§ TASK DETAILS
Starting at the line below that contains "If you could mark the green foliage", print each line through the end of the records exactly as it appears.

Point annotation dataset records
____________________
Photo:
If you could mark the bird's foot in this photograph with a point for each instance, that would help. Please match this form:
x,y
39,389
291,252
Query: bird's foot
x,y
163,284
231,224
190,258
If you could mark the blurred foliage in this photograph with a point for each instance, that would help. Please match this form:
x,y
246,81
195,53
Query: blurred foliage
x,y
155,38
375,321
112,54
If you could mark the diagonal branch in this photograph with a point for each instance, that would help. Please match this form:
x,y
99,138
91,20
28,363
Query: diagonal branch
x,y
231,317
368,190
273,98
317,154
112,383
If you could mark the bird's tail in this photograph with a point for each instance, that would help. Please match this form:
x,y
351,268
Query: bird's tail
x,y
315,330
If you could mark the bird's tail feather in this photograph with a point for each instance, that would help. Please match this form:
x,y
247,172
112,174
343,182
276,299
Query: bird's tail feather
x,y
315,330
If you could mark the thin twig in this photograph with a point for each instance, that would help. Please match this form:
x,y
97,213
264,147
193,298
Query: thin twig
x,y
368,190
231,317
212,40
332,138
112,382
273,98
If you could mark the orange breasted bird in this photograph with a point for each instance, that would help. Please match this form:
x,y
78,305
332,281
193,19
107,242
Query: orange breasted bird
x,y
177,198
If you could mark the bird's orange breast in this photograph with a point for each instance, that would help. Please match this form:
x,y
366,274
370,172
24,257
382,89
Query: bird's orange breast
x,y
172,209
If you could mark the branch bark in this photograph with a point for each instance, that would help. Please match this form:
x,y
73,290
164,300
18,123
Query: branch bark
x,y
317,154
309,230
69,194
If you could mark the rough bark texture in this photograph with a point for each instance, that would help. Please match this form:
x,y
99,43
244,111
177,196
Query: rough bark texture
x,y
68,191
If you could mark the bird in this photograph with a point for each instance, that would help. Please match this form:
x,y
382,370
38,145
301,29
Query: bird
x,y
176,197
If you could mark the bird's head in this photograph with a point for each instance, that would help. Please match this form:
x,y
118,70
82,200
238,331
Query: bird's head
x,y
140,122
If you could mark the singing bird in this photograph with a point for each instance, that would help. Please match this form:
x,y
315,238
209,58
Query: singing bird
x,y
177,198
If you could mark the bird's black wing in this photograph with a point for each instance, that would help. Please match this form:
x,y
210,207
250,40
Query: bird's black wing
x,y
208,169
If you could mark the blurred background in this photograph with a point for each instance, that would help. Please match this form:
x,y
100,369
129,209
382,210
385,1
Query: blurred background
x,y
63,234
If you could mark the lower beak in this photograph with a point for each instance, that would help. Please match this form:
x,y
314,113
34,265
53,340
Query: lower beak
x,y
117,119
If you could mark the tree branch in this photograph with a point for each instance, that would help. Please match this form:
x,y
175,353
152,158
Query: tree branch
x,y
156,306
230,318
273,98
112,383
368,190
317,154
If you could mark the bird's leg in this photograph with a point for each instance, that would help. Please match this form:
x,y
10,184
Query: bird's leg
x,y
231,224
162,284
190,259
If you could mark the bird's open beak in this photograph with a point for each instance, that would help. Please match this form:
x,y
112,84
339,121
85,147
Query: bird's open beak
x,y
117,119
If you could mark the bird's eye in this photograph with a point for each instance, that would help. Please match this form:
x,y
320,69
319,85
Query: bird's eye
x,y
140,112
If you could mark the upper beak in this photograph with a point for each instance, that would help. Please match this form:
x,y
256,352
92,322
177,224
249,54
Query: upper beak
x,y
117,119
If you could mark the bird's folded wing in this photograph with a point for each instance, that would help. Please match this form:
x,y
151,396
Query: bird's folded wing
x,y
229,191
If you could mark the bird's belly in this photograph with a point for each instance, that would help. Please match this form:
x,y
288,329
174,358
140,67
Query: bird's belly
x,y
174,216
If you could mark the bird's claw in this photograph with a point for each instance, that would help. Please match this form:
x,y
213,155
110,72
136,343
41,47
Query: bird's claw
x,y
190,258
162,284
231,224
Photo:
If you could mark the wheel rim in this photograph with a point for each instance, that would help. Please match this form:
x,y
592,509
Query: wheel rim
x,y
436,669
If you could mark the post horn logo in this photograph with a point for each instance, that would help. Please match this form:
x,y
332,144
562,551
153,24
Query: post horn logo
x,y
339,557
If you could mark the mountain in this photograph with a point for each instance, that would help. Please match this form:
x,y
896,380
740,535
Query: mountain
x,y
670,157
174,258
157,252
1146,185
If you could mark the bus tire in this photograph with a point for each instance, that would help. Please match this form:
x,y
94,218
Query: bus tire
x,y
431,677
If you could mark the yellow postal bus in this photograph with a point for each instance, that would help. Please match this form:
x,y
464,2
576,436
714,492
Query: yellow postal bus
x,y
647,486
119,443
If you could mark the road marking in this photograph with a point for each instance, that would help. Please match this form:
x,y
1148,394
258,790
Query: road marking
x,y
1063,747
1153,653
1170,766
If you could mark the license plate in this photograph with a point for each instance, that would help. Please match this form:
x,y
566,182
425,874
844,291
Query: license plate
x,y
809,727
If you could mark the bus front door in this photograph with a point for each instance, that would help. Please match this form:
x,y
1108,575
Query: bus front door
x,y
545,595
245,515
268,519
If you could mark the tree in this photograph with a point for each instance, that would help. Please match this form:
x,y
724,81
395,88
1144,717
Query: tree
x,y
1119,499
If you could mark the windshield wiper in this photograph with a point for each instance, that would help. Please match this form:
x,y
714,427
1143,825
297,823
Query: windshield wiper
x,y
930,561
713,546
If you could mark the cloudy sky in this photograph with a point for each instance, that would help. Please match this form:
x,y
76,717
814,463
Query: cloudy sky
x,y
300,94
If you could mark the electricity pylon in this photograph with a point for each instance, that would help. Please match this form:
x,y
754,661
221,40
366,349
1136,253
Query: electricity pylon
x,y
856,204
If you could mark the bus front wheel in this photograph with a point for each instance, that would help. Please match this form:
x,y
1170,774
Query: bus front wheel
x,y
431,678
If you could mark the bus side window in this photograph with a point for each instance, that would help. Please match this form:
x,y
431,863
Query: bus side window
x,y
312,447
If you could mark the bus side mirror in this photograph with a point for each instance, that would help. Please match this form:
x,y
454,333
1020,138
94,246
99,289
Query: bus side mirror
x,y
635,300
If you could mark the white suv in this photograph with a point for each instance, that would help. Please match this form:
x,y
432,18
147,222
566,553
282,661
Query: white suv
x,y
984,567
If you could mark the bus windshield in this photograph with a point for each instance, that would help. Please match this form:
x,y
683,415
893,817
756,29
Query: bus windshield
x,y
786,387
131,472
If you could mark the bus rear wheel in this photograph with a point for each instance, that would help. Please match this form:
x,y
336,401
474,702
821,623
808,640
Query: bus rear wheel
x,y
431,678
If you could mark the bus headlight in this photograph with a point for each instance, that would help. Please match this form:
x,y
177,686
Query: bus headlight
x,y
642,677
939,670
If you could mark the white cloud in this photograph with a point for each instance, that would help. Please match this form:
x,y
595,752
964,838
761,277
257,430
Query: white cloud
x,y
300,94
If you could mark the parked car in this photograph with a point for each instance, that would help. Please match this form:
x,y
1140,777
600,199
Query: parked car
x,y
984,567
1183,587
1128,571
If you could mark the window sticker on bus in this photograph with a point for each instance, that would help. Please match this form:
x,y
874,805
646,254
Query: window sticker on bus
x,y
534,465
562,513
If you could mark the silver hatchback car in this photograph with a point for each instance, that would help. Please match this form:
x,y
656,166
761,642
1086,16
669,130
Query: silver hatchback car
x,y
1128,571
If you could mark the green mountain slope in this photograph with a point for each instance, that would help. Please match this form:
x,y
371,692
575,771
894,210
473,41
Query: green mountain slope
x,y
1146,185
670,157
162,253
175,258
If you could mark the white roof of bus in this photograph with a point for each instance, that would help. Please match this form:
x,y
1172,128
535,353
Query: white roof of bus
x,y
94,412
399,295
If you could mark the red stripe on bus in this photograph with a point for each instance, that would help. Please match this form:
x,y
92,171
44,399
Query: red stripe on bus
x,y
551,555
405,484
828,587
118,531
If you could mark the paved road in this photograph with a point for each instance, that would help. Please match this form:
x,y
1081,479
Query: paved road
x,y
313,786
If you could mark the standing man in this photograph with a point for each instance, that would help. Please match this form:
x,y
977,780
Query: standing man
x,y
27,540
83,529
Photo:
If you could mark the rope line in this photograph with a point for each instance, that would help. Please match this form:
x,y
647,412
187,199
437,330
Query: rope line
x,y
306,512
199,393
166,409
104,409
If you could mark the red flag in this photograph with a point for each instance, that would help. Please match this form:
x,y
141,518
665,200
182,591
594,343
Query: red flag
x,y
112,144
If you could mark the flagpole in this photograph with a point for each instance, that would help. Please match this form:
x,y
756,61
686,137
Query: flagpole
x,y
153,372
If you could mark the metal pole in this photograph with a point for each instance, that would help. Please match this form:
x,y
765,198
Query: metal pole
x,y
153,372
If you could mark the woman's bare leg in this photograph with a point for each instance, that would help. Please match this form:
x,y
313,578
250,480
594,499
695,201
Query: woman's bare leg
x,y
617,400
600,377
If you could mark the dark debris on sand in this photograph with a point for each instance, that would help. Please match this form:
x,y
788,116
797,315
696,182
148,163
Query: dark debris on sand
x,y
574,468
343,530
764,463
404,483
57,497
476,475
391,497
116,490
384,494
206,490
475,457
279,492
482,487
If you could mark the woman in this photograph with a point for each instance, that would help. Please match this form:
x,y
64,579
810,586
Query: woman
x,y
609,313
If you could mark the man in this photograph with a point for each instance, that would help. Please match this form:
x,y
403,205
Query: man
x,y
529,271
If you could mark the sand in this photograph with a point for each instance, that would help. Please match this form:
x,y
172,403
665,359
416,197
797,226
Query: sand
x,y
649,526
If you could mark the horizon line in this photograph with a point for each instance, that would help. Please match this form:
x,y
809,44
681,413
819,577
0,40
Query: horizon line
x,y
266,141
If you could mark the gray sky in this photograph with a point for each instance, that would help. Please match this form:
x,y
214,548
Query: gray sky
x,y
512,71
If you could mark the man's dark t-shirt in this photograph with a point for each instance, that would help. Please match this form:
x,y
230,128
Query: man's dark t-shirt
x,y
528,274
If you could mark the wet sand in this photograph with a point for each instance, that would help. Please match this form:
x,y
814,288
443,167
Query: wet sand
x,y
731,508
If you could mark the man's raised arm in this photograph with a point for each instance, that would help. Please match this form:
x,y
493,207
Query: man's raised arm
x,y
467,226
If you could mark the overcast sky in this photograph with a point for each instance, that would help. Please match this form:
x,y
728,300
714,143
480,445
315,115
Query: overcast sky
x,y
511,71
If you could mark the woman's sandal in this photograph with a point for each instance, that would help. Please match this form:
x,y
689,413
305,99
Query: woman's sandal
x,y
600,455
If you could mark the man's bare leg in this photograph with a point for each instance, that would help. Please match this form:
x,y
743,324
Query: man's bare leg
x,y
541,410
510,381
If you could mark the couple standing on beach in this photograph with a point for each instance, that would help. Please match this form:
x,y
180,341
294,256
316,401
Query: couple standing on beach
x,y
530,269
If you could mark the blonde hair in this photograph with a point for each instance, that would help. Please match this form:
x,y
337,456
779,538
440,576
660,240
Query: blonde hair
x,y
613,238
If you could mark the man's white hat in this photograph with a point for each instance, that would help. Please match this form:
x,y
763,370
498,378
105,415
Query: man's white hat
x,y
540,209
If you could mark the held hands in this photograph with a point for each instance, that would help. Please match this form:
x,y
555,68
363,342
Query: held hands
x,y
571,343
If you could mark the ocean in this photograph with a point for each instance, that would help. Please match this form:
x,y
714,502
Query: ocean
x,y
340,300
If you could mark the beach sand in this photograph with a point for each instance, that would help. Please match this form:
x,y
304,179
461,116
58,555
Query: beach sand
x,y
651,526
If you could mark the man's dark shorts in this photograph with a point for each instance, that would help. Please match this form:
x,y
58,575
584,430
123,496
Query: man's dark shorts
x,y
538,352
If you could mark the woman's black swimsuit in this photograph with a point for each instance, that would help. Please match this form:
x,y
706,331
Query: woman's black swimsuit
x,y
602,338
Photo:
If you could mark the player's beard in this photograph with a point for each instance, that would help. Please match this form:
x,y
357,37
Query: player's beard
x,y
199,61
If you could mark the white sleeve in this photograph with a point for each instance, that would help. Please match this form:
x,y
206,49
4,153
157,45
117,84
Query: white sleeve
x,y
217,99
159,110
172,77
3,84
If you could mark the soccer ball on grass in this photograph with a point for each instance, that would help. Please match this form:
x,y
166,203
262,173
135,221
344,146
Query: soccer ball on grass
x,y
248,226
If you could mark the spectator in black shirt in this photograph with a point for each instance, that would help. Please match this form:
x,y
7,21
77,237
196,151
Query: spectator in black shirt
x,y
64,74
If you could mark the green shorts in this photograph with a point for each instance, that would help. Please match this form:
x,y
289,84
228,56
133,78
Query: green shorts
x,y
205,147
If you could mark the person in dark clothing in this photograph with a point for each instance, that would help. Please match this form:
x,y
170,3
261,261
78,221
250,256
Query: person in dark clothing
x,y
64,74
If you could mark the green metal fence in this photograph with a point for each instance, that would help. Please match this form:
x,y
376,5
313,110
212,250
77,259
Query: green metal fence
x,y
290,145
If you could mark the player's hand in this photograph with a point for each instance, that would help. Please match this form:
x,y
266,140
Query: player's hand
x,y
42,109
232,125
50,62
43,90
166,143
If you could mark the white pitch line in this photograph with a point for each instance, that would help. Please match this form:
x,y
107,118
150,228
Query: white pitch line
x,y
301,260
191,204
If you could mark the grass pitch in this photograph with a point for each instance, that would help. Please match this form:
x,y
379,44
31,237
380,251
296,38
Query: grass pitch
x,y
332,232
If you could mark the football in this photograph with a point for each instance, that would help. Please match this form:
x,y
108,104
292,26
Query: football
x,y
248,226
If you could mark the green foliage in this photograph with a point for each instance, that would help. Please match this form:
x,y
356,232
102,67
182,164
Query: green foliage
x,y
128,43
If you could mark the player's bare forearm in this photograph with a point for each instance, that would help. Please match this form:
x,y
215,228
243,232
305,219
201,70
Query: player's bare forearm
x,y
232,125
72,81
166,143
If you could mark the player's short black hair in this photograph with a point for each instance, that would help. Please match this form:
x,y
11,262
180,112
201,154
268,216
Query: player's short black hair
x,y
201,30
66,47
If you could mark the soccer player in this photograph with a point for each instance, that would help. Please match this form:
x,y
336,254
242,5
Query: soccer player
____________________
§ RESPONSE TO THIS TASK
If you could mark the green foliage in this photograph with a point for each instance, that would help. Please match this form:
x,y
356,232
102,67
182,164
Query: green foliage
x,y
128,43
If you could mark the player's bare forearm in this photograph with a point for each instance, that would help. Please match this form:
x,y
215,228
243,232
305,219
201,70
Query: player's bare forearm
x,y
232,125
72,81
166,143
If you could mark the player's short black hair in this photograph with a point for each instance, that would help. Please match this form:
x,y
11,262
180,112
201,154
268,216
Query: player's short black hair
x,y
201,30
66,47
If you could mark the soccer player in this photograph with a point for each instance, that would help. Please match this form:
x,y
336,254
242,5
Query: soccer player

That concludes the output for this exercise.